Recorded data
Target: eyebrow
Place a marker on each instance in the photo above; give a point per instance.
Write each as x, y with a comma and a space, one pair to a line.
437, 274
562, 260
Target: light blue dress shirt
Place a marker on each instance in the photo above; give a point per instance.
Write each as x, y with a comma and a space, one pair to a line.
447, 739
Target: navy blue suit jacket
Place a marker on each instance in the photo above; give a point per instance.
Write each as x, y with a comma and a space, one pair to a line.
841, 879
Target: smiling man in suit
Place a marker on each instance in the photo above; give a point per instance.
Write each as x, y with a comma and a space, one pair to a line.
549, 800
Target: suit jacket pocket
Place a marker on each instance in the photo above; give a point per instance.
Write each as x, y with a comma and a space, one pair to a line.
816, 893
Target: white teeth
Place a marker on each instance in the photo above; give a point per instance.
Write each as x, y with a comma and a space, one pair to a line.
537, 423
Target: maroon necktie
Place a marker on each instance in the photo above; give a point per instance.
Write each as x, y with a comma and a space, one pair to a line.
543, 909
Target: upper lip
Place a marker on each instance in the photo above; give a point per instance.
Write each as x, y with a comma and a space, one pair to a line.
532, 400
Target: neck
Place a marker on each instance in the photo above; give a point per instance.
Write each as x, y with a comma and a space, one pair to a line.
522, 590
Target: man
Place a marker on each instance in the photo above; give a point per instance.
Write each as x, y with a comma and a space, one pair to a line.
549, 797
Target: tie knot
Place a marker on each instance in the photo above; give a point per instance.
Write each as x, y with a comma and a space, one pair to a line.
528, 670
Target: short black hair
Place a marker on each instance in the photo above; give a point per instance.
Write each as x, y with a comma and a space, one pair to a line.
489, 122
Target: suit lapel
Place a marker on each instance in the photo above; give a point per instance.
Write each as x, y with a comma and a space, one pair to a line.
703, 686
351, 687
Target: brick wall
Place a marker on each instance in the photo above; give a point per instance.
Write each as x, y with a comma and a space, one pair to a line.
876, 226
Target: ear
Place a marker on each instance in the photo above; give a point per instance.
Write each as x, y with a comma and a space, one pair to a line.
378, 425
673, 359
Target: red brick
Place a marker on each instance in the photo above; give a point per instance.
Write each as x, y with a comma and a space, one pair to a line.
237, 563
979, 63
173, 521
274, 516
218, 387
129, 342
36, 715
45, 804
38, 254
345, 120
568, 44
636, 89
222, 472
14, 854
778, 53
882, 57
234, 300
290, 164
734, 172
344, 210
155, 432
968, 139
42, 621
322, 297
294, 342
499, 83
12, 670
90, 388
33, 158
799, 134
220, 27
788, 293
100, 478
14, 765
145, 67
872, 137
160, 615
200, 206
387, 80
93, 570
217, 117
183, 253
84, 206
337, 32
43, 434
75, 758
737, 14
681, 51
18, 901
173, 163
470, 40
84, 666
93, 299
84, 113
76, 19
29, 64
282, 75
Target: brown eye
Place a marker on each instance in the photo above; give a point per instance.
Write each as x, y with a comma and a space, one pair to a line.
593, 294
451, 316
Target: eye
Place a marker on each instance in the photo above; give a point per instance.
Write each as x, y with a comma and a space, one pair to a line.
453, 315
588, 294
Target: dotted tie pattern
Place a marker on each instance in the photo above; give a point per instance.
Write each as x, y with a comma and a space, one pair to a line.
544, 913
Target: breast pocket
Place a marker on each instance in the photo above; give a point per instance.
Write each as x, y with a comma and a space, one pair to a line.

What you are asked to do
All of the data shown above must be copied exactly.

Exercise result
Target: eyebrow
Place a marker on each instance in the photo above; give a point per instance.
Write each as x, y with a comma and a space, one pair to a line.
437, 274
562, 260
Target: light blue dress shirt
Place a marker on each instance in the photo above; give a point per instance.
Write each as x, y with a comma and a space, one pair to a line.
447, 739
Target: navy blue suit jacket
Place a marker on each instance in the photo above; give a point per instance.
Write each as x, y with a comma and a space, one pair to a line.
841, 879
Target: smiling man in suit
Place a marker on each instance in the photo above; give a point per instance.
Write each as x, y with a comma and a space, one pair to a line.
549, 800
Target: suit jacket pocket
Place a marker on each instance in the photo above; give a point per instance.
Write each as x, y with a comma and a space, one pair to a line.
816, 893
Target: white teeth
Place a marker on each instance in the photo above; give a point per instance.
Write each as x, y with a comma and a space, one pair to a line.
537, 423
Target: maroon necktie
Place a marker on each instance in the photo above; give a point per instance.
Write each as x, y with a comma and a space, one pair to a line.
543, 909
Target: upper lip
Place a marker on each instance in the photo above; give a point per instance.
Write each as x, y with a comma and a space, one pair to a line.
532, 400
Target: neck
Place a marker on each instance in the photo above; give a point per instance.
Write each as x, y with a comma and a space, one pair to a line.
522, 590
Target: man
Place a marker on each instance in the photo above; give a point per instance.
Write each as x, y with a comma and a space, one pair to a line.
549, 797
Target: tie knot
Place a marker on each instance in the photo above; give a point per instance.
Write each as x, y with a comma and a space, one pair to a line.
528, 670
Target: short black hair
Place a marker on each instance in the photo above; give a point per instance.
Write each as x, y with a comma and a space, one pair to a line.
489, 122
Target: suit lapel
Place a marker on each instance in the photo above; give a point per instance.
Write each as x, y with a comma and a space, one pair to a line.
703, 686
351, 687
Target: brick wall
Place a marker on each instance in the photo above; give a point per instance.
Write each as x, y with a comma and a space, one pair to a line.
876, 226
Target: ear
Place a marker on each instance in the photo above; give a point per instance.
Write each as x, y with a comma and a space, one pair to a line.
378, 425
673, 359
Target: red brick
Place a marker on each instance in the photo above; give a point per instance.
Write each as x, y with a comma and a space, one pair to a line.
237, 563
979, 63
173, 521
274, 516
218, 387
129, 342
36, 715
45, 804
38, 254
345, 120
568, 44
636, 89
222, 472
14, 854
778, 53
882, 57
234, 300
290, 164
734, 172
344, 210
155, 432
968, 139
42, 621
322, 297
294, 342
499, 83
12, 670
90, 388
33, 158
799, 134
220, 27
788, 293
100, 478
14, 765
145, 67
872, 137
160, 615
200, 206
387, 80
93, 570
217, 117
183, 253
84, 206
337, 32
43, 434
75, 758
737, 14
681, 51
18, 901
173, 163
470, 40
84, 666
93, 299
84, 113
76, 19
29, 64
282, 75
Target: brown eye
Place a marker on each instance in the photo above; give a point per instance.
Write each as x, y with a comma and a space, one pair to a line.
593, 294
451, 316
Target: eye
Place a marker on each instance in the photo above; give a point per instance.
Write each as x, y with a comma and a space, one pair to a line.
453, 315
588, 294
Target: dotted tie pattern
Place a marker on each instance in the photo above; give a point per instance.
Write each as x, y with a comma and a space, one pair to a line.
544, 913
Target: breast pocket
Place a marker on each instance in the photo above; give a point per instance.
Write each as x, y with a comma and a space, one pair to a line.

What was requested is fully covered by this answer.